• **DIRECTIONS FOR THIS TASK**
Could you pull out every row below word for word, with the pictures left out?

• **MATERIAL FOR THE TASK**
#####

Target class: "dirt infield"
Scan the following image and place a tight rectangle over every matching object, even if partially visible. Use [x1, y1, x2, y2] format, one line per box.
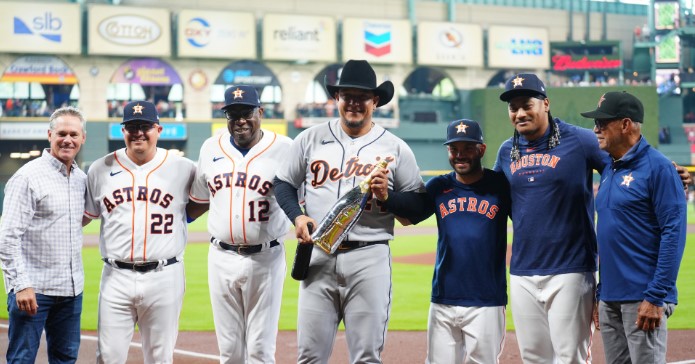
[0, 321, 695, 364]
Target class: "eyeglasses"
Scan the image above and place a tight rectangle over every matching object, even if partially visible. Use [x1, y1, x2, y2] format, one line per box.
[123, 123, 154, 134]
[338, 93, 374, 104]
[594, 118, 623, 130]
[224, 107, 256, 121]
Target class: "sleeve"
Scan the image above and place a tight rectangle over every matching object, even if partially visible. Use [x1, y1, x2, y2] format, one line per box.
[276, 129, 313, 188]
[391, 139, 425, 192]
[644, 162, 687, 306]
[384, 191, 434, 224]
[0, 175, 37, 292]
[188, 149, 210, 203]
[84, 165, 101, 219]
[273, 177, 304, 225]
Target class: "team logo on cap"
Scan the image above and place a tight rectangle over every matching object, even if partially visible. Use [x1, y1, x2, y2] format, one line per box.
[133, 104, 145, 115]
[456, 121, 468, 134]
[598, 94, 606, 107]
[234, 87, 246, 100]
[512, 76, 524, 88]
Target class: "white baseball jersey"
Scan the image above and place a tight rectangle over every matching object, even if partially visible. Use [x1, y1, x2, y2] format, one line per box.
[85, 148, 195, 262]
[190, 130, 292, 245]
[278, 119, 424, 241]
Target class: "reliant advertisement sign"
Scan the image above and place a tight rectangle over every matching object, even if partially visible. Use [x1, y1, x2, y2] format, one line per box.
[343, 18, 413, 64]
[0, 1, 82, 54]
[263, 14, 336, 62]
[177, 10, 257, 59]
[417, 22, 483, 67]
[487, 26, 550, 69]
[87, 5, 171, 57]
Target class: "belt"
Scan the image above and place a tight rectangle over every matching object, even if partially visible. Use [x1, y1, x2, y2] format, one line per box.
[338, 240, 389, 251]
[210, 237, 280, 255]
[101, 257, 179, 273]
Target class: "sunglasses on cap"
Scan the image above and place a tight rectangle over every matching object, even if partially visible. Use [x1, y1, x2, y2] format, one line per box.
[224, 107, 257, 121]
[123, 123, 155, 134]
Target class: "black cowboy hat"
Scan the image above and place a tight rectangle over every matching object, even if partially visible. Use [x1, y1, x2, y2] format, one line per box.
[323, 59, 393, 107]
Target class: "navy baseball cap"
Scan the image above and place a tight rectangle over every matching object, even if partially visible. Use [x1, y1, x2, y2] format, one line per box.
[500, 73, 548, 102]
[121, 101, 159, 124]
[444, 119, 483, 145]
[582, 91, 644, 123]
[222, 85, 261, 110]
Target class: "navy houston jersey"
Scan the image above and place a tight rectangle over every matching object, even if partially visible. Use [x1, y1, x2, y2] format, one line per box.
[495, 119, 609, 276]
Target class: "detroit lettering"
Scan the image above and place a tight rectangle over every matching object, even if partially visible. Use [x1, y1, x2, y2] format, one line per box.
[309, 156, 394, 187]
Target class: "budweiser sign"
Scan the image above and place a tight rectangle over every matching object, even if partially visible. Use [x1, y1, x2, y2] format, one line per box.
[551, 54, 623, 71]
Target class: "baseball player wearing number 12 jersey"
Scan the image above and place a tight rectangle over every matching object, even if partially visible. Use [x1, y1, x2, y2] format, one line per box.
[190, 86, 292, 364]
[275, 60, 423, 363]
[85, 101, 195, 363]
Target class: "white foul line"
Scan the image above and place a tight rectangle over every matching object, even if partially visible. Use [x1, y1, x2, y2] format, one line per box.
[0, 324, 220, 361]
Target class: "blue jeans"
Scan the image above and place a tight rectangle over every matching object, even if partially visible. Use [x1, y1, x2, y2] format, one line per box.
[7, 291, 82, 364]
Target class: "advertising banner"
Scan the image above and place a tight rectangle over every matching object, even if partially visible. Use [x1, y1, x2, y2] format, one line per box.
[488, 26, 550, 69]
[0, 56, 77, 85]
[177, 10, 257, 59]
[111, 58, 182, 86]
[417, 22, 483, 67]
[0, 1, 82, 54]
[343, 18, 413, 64]
[87, 4, 171, 57]
[550, 41, 623, 72]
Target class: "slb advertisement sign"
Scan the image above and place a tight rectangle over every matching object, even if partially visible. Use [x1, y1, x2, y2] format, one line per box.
[263, 14, 336, 62]
[0, 1, 82, 54]
[178, 10, 256, 59]
[87, 4, 171, 57]
[417, 22, 483, 67]
[488, 26, 550, 69]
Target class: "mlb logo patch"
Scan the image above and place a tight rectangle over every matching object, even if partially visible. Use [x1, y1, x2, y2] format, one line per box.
[364, 23, 391, 57]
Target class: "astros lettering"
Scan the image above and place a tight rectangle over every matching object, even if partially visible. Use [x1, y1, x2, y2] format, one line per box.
[309, 156, 394, 187]
[509, 153, 560, 174]
[439, 197, 500, 220]
[103, 186, 174, 213]
[208, 172, 273, 196]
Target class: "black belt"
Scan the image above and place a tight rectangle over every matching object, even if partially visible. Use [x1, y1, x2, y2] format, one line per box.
[338, 240, 389, 251]
[101, 257, 179, 273]
[210, 237, 280, 255]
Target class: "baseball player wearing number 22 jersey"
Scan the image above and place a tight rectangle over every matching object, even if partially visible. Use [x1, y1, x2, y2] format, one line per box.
[85, 101, 195, 363]
[190, 85, 292, 364]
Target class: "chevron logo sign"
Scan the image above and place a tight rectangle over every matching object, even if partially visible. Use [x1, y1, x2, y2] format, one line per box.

#####

• **SOLUTION**
Target class: "dirt infield"
Scan the following image and place a tight rectangle over every matching object, even if partially visible. Use [x1, y1, x2, y2] format, one line per box.
[0, 321, 695, 364]
Target class: "eyeglasses"
Scan the image above and place a tight rectangle over every matching object, even if partially visible. Use [x1, y1, x2, y2] format, one line per box.
[123, 123, 154, 134]
[338, 93, 374, 104]
[594, 118, 623, 130]
[224, 107, 256, 121]
Target class: "sleeve"
Scan the image above and place a tight rectangle over every matching object, even if partially visible. Use [x1, y1, x2, y2] format, one line per box.
[276, 129, 313, 188]
[391, 139, 425, 192]
[644, 162, 687, 306]
[384, 191, 434, 224]
[0, 175, 37, 292]
[188, 149, 210, 203]
[84, 165, 101, 219]
[273, 177, 304, 225]
Target class: "team logo on cap"
Scan the image above and place a tight rectangle over every matching object, even if partially visible. Use [x1, y1, x2, y2] format, one line per box.
[133, 104, 145, 115]
[456, 121, 468, 134]
[598, 94, 606, 107]
[234, 87, 246, 100]
[512, 76, 524, 88]
Target class: "white baseball jersey"
Scan the image above and place a tight rectangle over every matching object, even if partially visible. Use [x1, y1, x2, y2] format, one line per box.
[85, 148, 195, 262]
[190, 130, 292, 245]
[278, 119, 424, 241]
Target class: "reliant advertisement sign"
Scan the image above and place a tight rectangle over every matching object, even if partially visible. Use [x1, y1, x2, y2] format, one line per box.
[343, 18, 413, 64]
[0, 1, 82, 54]
[263, 14, 336, 62]
[177, 10, 257, 59]
[417, 22, 483, 67]
[487, 26, 550, 69]
[87, 5, 171, 57]
Target class: "belt"
Scan the image above and place a tight rectangle over every matching object, even if partially visible. Use [x1, y1, x2, y2] format, one line per box.
[338, 240, 389, 251]
[210, 237, 280, 255]
[101, 257, 179, 273]
Target class: "sunglasses on cap"
Scan the image above and place a tight rectangle over every matching object, even if partially visible. Use [x1, y1, x2, y2] format, one line per box.
[224, 107, 257, 121]
[123, 123, 155, 134]
Target class: "black cowboy hat"
Scan the image above and place a tight rectangle over every matching object, even if partially visible. Use [x1, y1, x2, y2] format, one line per box.
[323, 59, 393, 107]
Target class: "navy baseball cap"
Scan the image above and place a tight rectangle over every matching object, even if partially visible. Use [x1, y1, x2, y2] format, one line per box.
[500, 73, 548, 102]
[121, 101, 159, 124]
[444, 119, 483, 145]
[582, 91, 644, 123]
[222, 85, 261, 110]
Target class: "navy houston jersey"
Scan the image above and place a tight rectangle over every matching object, even if partially visible. Use [x1, y1, x2, y2] format, one line per box.
[495, 119, 609, 276]
Target class: "detroit lettering"
Scan the image above and place a tight rectangle over every matching object, even if partially visible. Use [x1, y1, x2, y2] format, one line per box.
[309, 156, 394, 187]
Target class: "budweiser sign"
Scan the image above and place a tight rectangle over every matching object, even if partially visible. Use [x1, y1, x2, y2] format, one line per box.
[551, 54, 623, 71]
Target class: "baseball player wearing number 12 jersey"
Scan the image above and place a tight rectangle over every matching object, even if partially visible. Use [x1, y1, x2, y2] format, one line per box.
[190, 86, 292, 364]
[275, 60, 423, 363]
[85, 101, 195, 363]
Target class: "white foul line"
Scan the image above and place a tight rectangle over every matching object, even if partially visible. Use [x1, y1, x2, y2] format, one line per box.
[0, 324, 220, 361]
Target class: "blue jeans"
Scan the image above and place a tight rectangle over every matching object, even if partially visible. Use [x1, y1, x2, y2] format, one line per box.
[7, 291, 82, 364]
Target class: "advertising banner"
Scan the image above and place a tight rectangle over every matching object, even if partially visible. Use [x1, y1, x2, y2] format, one line per box.
[488, 26, 550, 69]
[0, 56, 77, 85]
[177, 10, 257, 59]
[111, 58, 182, 86]
[417, 22, 483, 67]
[0, 1, 82, 54]
[343, 18, 413, 64]
[87, 4, 171, 57]
[550, 41, 623, 72]
Target class: "slb advertisement sign"
Scan the image above and place a tight rectangle over every matching object, even if partially visible. Use [x1, y1, x2, y2] format, one line per box.
[263, 14, 336, 62]
[0, 1, 82, 54]
[178, 10, 256, 59]
[87, 4, 171, 57]
[417, 22, 483, 67]
[488, 26, 550, 69]
Target class: "mlb logo patch"
Scan the image above and place a tight rectangle over every matching object, even if partially visible. Use [x1, y1, x2, y2] format, one line per box.
[364, 23, 391, 57]
Target class: "astros lettering"
Scan the image above and place a tight rectangle over every matching object, even if partially visible. Use [x1, y1, x2, y2] format, one line per box.
[309, 156, 394, 187]
[509, 153, 560, 174]
[439, 197, 500, 220]
[103, 186, 174, 213]
[208, 172, 273, 196]
Target class: "black belt"
Scan the image above and place a tight rectangle over every matching object, even if partially visible. Use [x1, y1, x2, y2] format, one line per box.
[338, 240, 389, 251]
[101, 257, 179, 273]
[210, 237, 280, 255]
Target class: "baseball player wearing number 22 jersey"
Scan the image above and place a tight rectangle over every matching object, even if partially visible. Use [x1, y1, x2, y2] format, one line per box.
[85, 101, 195, 363]
[190, 85, 292, 364]
Target class: "chevron logo sign"
Scan the image above and place a tight rectangle over every matching object, even if partially visible. Use [x1, y1, x2, y2] format, one line per box.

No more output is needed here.